### WHAT YOU ARE ASKED TO DO
Quote verbatim the passage of the SIGGRAPH/HPG 2024 summary below that begins at the words "List **From Microfacets" and ends after the words "existing stochastic models.".

### DOCUMENT
□ □ □ □ □ □ □

Pixel Grimoire My learning blog

Summary of SIGGRAPH/HPG 2024

Below is a summary of 2024 SIGGRAPH attendance in Denver, CO.



0. Terminology

NeRF

See Details [NeRF: Representing Scenes as Neural Radiance Fields for View Synthesis](https://www.matthewtancik.com/nerf)

SLAM

See Details [Simultaneous localization and mapping](https://www.mathworks.com/discovery/slam.html)

3D Gaussian Splatting (3DGS)

See Details [3D Gaussian Splatting for Real-Time Radiance Field Rendering](https://repo-sam.inria.fr/fungraph/3d-gaussian-splatting/)

1. Technical Papers

Best Papers

List **From Microfacets to Participating Media: A Unified Theory of Light Transport With Stochastic Geometry** Authors: Dario Seyb, Eugene d’Eon, Benedikt Bitterli, Wojciech Jarosz Category: Appearance models
Summary We derive a theory of light transport on stochastic implicit surfaces, a geometry model capable of expressing deterministic geometry, microfacet surfaces, participating media, and an exciting new continuum in between containing aggregate appearance, non-classical media, and more. Our model naturally supports spatial correlations, missing from most existing stochastic models.

**Walkin’ Robin: Walk on Stars With Robin Boundary Conditions** Authors: Bailey Miller, Rohan Sawhney, Keenan Crane, Ioannis Gkioulekas Category: Monte Carlo for PDEs
Summary We develop a grid-free Monte Carlo method for solving boundary value problems like the Poisson equation with Dirichlet, Neumann, and Robin boundary conditions. Unlike conventional PDE solvers, our method does not require volumetric meshing or global solves. It is robust, embarrassingly parallel, scalable to complex geometry, and allows view-dependent evaluation.

**Repulsive Shells** Authors: Josua Sassen, Henrik Schumacher, Martin Rumpf, Keenan Crane Category: Geometry - Editing and Deformation
Summary Shape spaces are a powerful tool for nonlinear interpolation, extrapolation, and averaging of geometric data, but previous shape spaces permit geometry to self-intersect in nonphysical ways. We introduce a shape space where geometry naturally avoids intersection, as well as an adaptive collision potential that prevents collision while converging under refinement.

□ □ □ □ □ □ □

### RECORDS SHOWN
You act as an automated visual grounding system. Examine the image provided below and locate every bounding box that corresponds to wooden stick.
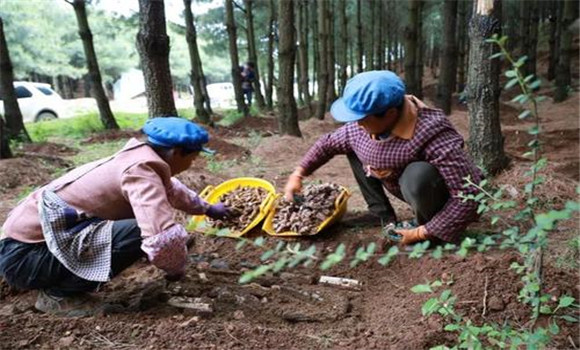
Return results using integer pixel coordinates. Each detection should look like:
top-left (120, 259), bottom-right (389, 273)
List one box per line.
top-left (481, 276), bottom-right (488, 317)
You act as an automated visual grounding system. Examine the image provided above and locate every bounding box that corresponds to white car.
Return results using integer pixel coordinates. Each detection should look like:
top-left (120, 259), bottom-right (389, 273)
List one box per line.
top-left (206, 83), bottom-right (236, 108)
top-left (0, 81), bottom-right (64, 122)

□ □ □ □ □ □ □

### EXPECTED ANSWER
List **From Microfacets to Participating Media: A Unified Theory of Light Transport With Stochastic Geometry** Authors: Dario Seyb, Eugene d’Eon, Benedikt Bitterli, Wojciech Jarosz Category: Appearance models
Summary We derive a theory of light transport on stochastic implicit surfaces, a geometry model capable of expressing deterministic geometry, microfacet surfaces, participating media, and an exciting new continuum in between containing aggregate appearance, non-classical media, and more. Our model naturally supports spatial correlations, missing from most existing stochastic models.